=== Records ===

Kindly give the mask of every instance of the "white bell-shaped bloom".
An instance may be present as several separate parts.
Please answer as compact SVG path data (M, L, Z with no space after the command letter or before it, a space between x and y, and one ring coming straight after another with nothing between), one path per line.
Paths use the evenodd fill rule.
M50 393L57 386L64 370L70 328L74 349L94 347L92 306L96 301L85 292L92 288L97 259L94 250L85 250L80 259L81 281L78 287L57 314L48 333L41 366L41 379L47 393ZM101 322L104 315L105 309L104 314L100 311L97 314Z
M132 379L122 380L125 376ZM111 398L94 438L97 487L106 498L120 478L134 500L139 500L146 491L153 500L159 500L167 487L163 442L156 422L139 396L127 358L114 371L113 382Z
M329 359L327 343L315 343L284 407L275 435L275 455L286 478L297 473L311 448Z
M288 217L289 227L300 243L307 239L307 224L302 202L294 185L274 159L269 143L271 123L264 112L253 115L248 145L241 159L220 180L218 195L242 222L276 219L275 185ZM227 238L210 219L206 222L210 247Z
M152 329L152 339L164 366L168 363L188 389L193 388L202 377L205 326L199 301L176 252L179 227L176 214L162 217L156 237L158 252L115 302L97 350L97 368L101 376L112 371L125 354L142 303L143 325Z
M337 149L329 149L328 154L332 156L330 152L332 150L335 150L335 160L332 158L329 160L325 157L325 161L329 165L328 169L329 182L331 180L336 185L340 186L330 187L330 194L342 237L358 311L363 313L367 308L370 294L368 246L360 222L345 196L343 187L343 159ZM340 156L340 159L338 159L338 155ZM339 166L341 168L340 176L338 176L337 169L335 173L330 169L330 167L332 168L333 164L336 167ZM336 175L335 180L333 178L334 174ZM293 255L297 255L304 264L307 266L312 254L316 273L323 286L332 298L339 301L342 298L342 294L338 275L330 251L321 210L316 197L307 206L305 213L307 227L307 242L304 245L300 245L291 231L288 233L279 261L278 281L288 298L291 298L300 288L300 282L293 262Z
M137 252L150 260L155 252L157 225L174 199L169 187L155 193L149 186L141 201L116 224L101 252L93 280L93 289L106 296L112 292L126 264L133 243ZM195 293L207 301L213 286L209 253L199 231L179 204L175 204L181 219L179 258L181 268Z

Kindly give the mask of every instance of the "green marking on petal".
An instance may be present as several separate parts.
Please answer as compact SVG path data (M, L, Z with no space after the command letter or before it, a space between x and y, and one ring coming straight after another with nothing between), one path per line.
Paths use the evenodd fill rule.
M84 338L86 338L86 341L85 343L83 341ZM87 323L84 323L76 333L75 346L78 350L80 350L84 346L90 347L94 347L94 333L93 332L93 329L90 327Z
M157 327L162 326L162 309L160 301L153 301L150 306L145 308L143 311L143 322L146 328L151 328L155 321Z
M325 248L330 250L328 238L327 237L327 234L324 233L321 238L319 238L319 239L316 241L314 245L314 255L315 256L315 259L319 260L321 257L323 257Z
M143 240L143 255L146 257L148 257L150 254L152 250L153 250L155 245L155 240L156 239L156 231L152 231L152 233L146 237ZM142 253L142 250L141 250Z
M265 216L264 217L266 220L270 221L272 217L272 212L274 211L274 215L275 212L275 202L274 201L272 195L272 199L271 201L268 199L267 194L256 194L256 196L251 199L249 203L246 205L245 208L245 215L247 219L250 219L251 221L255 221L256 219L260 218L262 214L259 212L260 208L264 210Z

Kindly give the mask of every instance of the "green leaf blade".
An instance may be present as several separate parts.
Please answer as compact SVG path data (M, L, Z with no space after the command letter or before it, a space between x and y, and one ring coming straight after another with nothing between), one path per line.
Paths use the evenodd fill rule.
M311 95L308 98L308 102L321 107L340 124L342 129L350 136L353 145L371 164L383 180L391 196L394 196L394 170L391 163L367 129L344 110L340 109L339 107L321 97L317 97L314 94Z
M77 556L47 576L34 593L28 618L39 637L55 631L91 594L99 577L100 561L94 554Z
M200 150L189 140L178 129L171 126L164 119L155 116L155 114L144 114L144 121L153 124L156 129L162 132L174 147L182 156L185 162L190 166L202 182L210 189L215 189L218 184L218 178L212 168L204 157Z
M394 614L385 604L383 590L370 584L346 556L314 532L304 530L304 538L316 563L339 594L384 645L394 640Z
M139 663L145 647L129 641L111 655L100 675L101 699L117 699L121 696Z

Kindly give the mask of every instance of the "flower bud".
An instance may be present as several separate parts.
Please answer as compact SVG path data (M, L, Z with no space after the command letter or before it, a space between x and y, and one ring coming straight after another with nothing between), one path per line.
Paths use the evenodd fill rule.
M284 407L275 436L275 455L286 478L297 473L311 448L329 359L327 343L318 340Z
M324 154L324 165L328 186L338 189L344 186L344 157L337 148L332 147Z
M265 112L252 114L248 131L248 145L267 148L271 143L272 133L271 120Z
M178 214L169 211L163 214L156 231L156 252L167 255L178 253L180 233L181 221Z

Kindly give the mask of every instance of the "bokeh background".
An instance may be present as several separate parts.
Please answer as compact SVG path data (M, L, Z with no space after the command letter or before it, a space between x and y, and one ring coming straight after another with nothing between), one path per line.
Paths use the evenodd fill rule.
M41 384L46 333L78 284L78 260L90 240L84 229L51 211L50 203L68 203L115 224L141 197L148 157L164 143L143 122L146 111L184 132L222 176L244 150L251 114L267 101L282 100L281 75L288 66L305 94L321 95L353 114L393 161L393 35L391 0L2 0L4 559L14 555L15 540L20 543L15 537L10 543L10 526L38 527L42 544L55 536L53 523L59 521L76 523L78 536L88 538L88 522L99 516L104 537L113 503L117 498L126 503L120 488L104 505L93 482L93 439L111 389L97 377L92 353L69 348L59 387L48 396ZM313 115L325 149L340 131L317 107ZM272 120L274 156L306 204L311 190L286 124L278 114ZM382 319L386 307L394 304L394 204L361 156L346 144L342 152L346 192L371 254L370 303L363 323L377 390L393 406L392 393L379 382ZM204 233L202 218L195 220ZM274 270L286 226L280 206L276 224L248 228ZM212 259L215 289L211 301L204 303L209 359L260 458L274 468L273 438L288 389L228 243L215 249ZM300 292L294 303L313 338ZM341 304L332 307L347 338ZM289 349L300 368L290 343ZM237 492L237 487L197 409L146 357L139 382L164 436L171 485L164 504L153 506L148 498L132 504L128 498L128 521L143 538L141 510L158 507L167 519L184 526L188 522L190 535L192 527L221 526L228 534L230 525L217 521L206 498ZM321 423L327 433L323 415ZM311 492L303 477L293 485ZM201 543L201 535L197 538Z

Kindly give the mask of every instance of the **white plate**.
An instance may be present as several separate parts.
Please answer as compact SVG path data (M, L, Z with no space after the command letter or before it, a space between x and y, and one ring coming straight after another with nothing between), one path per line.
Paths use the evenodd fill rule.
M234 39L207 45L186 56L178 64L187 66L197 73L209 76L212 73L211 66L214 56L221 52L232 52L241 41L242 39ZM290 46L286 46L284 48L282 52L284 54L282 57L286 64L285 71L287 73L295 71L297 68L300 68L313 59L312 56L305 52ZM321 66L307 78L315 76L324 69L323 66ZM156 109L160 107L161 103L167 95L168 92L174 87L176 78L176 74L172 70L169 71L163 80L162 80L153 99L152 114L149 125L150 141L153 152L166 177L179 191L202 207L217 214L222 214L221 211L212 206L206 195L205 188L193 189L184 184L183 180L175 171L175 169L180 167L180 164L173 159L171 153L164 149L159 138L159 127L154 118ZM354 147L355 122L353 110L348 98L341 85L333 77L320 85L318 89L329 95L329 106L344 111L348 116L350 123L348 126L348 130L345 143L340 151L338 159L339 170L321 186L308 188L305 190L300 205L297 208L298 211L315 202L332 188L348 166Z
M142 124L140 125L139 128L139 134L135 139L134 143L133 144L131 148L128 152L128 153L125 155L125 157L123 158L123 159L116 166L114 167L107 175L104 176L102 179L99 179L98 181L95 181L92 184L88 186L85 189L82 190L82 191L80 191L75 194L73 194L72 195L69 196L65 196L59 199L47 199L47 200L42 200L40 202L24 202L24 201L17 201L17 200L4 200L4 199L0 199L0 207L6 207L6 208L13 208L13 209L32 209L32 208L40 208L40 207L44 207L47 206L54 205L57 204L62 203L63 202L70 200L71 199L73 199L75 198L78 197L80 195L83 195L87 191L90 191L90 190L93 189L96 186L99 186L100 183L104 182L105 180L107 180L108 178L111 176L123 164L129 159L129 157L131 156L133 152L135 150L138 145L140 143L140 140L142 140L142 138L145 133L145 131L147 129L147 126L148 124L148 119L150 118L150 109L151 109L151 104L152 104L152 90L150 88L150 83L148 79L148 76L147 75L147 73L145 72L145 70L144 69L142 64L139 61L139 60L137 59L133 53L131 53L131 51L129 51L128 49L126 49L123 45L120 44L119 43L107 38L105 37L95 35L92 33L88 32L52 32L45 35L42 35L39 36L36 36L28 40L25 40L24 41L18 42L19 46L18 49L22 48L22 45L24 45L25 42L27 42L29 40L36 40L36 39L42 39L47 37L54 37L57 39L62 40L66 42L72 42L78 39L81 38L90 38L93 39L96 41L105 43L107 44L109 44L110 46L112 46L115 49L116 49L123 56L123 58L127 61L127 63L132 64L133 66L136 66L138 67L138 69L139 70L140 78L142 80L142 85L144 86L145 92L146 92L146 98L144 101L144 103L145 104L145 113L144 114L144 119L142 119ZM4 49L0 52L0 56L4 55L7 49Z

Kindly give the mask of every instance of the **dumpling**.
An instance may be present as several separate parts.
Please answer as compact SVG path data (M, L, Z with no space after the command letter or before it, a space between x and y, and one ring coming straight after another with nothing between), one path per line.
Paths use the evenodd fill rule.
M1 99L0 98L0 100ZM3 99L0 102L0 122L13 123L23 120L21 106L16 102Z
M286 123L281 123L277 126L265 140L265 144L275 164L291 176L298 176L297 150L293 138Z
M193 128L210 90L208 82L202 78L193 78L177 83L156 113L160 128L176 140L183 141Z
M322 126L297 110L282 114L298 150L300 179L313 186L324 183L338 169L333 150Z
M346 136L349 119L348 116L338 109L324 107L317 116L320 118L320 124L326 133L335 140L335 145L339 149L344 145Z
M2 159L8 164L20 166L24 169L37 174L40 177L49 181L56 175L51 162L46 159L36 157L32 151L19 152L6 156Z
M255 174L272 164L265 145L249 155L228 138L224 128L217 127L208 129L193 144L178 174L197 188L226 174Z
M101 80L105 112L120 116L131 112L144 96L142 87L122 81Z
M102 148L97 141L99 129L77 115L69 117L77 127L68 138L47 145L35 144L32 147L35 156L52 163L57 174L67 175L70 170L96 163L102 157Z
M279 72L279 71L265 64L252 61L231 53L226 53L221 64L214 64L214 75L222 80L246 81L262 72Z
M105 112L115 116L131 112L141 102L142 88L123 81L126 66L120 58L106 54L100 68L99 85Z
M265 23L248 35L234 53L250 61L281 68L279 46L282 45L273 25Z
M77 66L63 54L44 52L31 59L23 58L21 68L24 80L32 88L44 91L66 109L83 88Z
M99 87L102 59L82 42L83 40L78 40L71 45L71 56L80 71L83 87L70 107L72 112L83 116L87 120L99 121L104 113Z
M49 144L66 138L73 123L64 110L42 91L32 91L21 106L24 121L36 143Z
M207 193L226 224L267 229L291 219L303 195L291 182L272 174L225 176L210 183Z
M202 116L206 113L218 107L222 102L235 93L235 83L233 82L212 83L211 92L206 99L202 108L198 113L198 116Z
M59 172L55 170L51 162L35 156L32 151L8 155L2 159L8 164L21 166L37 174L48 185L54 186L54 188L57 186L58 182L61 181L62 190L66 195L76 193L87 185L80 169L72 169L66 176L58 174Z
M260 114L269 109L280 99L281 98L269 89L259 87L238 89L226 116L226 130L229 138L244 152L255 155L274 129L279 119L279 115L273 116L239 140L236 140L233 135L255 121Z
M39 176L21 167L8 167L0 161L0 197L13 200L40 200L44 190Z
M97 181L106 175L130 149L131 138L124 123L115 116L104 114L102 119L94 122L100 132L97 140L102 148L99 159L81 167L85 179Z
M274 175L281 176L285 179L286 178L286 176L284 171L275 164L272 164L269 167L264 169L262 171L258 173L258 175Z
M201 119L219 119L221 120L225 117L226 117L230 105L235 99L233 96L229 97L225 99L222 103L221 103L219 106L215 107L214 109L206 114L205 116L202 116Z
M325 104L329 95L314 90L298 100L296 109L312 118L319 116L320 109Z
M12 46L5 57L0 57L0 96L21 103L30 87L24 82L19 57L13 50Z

===

_Goal:_
Reproduce the listing above word for word, from its first line through the line containing "M152 329L152 339L164", both included.

_Response:_
Kindly give the mask of every instance of the "white bell-shaped bloom".
An instance may be present as several separate parts.
Please answer as compact SVG path data (M, L, Z with no space after the command letter or before it, a space between x and y, and one ring coming straight after another with nothing between), one path per line.
Paths use the evenodd fill rule.
M50 393L57 386L64 370L70 328L74 349L94 347L92 306L96 301L85 292L92 288L97 259L94 250L85 250L80 259L81 281L78 287L57 314L48 333L41 366L41 379L47 393ZM101 322L104 315L105 309L104 314L100 311L97 314Z
M132 379L122 380L125 376ZM111 398L94 438L97 487L106 498L120 478L134 500L139 500L146 491L153 500L159 500L167 487L163 442L156 422L139 396L127 358L114 371L113 382Z
M329 359L327 343L315 343L284 407L275 435L275 455L286 478L297 473L311 448Z
M288 217L289 227L300 243L307 239L307 224L302 202L294 185L274 159L269 143L271 123L264 112L253 115L248 145L241 159L220 180L218 195L242 222L276 219L275 185ZM227 238L210 219L206 222L210 247Z
M152 329L152 339L164 366L168 363L188 389L193 388L202 377L205 326L199 301L176 252L179 227L176 214L162 217L156 237L158 252L115 302L97 350L97 368L101 376L112 371L125 354L142 303L143 325Z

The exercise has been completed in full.